• _Page text_:
▬▬▬▬▬▬
Andrés Montero (Santiago de Chile, 1990). Writer and oral narrator, author of children, young adults and adults books. His work has been published in Chile, Argentina, Spain, Italy and Denmark and has received important literary prizes both in Chile and abroad, most notably is the 10th Ibero-American Novel Award Elena Poniatowska (Mexico, 2017) for his novel Tony Nobody. Montero has also been awarded with the Marta Brunet Award (Chile, 2017), Santiago Municipal Award (Chile, 2017), and has been a finalist for awards such as the Clarín de Novela, Roberto Bolaño and El Barco de Vapor. He has obtained three times the Scholarship for Literary Creation by the Chilean Ministry of Culture, Arts and Heritage. In 2018 he was part of the Latinoamérica Viva program of the FIL Guadalajara. He is also the founder of ‘La Matrioska’ Company of Oral Narrative and director of the Casa Contada School of Literature and Orality.
A literary work that celebrates the ability of stories to travel through time and to be told in multiple and unexpected ways.
At the beginning of the 19th century, in central Chile, a dazzling duel between the landowner Javier de la Rosa and a labourer of slave descent known as the "mulato Taguada" took place. Two centuries later, a young man hears this story from the mouth of Nicanor Parra (Cervantes Prize, 2011) himself and, amazed, decides to investigate the scenarios and implications of this famous counterpoint.
Taguada is a choral novel narrated by various characters: researchers, payadores (improvising folk trovadors), priests, fairground workers, soldiers, journalists, gravediggers and poets, who instead of solving the mystery behind the story, end up with more questions. Is it true that they competed for ninety-six hours? Is it true that the landowner was crowned and that Taguada on the other hand faced a disastrous future?
“Stories travel. Perhaps there is nothing in the world that travels like stories, or at least like good stories. They wander for years, centuries and even millennia going from voice to voice, from earth to earth, from fire to fire, crossing oceans, deserts and mountains, settling down and huddling in the voice of those who will now make them their own. Thus, it seems that they win over oblivion, time and death. Until one day nobody tells them again. Until one day they perish”.
It's summer and the only thing Gabriel is sure about is that he likes poetry.
As he begins one of his last school years, literature will push him to open up to new experiences that he had not wanted to know until then. Conversations with a former teacher and the arrival of some foreign brothers at his school will reveal a new world in which he was not used to live.
▬▬▬▬▬▬
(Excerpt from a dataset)
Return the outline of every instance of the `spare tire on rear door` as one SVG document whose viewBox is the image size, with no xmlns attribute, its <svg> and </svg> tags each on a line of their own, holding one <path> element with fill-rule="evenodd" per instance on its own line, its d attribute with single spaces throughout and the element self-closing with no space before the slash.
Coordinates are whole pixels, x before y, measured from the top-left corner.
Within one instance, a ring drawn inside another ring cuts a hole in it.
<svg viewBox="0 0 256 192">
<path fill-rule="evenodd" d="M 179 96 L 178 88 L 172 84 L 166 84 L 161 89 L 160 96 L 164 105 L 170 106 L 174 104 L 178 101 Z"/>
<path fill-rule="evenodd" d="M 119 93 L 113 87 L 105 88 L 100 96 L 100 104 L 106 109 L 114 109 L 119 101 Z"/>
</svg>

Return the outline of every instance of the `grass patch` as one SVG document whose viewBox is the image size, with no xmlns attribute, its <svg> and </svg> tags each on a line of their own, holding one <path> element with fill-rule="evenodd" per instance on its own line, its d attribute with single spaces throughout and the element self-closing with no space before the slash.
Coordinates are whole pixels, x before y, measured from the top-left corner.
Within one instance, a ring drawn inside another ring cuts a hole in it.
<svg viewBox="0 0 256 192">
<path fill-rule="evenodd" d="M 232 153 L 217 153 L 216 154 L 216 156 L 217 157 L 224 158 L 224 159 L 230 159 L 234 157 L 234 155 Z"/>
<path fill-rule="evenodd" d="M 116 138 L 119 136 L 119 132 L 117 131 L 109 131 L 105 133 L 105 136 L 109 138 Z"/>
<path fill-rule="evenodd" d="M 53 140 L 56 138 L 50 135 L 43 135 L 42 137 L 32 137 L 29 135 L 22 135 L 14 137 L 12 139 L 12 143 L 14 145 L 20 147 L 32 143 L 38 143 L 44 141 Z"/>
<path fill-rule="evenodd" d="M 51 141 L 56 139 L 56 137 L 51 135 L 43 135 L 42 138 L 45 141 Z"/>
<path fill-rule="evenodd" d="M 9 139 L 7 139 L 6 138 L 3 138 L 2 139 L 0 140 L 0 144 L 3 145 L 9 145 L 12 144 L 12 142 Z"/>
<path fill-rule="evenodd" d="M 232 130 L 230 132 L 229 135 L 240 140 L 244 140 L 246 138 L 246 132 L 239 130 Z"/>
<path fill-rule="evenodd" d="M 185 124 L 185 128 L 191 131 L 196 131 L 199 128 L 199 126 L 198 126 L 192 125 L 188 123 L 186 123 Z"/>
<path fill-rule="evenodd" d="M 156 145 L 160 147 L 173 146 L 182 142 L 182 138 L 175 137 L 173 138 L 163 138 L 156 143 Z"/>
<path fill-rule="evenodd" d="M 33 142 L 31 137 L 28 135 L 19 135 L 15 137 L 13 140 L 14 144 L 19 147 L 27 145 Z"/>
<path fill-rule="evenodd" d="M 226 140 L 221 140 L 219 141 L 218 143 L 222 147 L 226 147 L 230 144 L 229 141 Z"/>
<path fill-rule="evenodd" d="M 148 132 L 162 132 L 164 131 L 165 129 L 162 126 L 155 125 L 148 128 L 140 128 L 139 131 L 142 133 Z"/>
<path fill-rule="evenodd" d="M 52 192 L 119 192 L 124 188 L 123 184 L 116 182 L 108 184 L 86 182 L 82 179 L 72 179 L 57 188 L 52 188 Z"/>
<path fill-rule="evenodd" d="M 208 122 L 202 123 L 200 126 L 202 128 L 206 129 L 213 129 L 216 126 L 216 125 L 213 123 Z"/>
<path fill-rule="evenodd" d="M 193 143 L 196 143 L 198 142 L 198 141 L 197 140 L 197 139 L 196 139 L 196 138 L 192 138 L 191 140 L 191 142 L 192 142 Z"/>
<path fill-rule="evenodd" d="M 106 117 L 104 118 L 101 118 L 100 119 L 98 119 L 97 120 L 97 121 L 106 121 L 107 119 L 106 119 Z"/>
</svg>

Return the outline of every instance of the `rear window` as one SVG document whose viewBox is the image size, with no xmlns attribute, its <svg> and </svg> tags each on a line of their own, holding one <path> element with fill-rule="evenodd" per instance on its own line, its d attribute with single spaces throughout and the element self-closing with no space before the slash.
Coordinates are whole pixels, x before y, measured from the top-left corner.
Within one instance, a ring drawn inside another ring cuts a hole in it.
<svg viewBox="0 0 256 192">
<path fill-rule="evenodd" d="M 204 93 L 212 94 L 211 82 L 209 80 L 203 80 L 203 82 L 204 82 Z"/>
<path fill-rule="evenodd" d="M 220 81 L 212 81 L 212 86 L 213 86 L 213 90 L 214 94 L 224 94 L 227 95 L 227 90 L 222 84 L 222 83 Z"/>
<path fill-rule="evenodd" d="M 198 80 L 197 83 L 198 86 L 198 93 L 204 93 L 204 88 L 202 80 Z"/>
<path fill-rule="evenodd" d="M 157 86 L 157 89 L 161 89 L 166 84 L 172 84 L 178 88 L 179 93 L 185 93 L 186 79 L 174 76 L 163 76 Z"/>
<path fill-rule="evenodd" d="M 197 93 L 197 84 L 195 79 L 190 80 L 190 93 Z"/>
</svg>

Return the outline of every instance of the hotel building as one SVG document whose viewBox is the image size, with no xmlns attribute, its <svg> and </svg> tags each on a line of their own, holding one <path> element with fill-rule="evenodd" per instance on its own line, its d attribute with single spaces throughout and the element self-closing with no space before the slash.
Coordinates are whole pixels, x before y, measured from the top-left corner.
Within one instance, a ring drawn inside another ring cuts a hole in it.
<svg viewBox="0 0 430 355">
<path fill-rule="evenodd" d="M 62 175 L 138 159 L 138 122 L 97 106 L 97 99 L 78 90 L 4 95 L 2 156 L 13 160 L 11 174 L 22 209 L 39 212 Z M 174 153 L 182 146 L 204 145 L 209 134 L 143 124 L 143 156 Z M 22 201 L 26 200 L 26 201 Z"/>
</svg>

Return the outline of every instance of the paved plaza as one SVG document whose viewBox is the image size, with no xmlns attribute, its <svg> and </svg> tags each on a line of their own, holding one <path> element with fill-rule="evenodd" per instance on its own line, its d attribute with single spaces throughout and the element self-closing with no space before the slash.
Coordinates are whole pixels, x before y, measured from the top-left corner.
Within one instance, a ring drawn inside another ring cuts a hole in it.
▬▬▬▬▬▬
• _Work instructions_:
a: According to the page text, which award did Montero win for his novel Tony Nobody?
b: Rewrite the rows from the one containing "Return the outline of every instance of the paved" through the end of the rows, replacing "plaza" with "square" and leaving everything else unchanged.
The rows are unrelated to the page text.

• _Answer list_:
a: The 10th Ibero-American Novel Award Elena Poniatowska (Mexico, 2017).

b:
Return the outline of every instance of the paved square as one SVG document whose viewBox is the image size, with no xmlns attribute, its <svg> and </svg> tags each on a line of their own, holding one <path> element with fill-rule="evenodd" per instance on its own line, its d attribute with single spaces throughout and the element self-closing with no space before the slash.
Coordinates are whole pixels, x before y, measured from the top-left corner.
Within one instance, a ring drawn inside another ring cuts a hole in it.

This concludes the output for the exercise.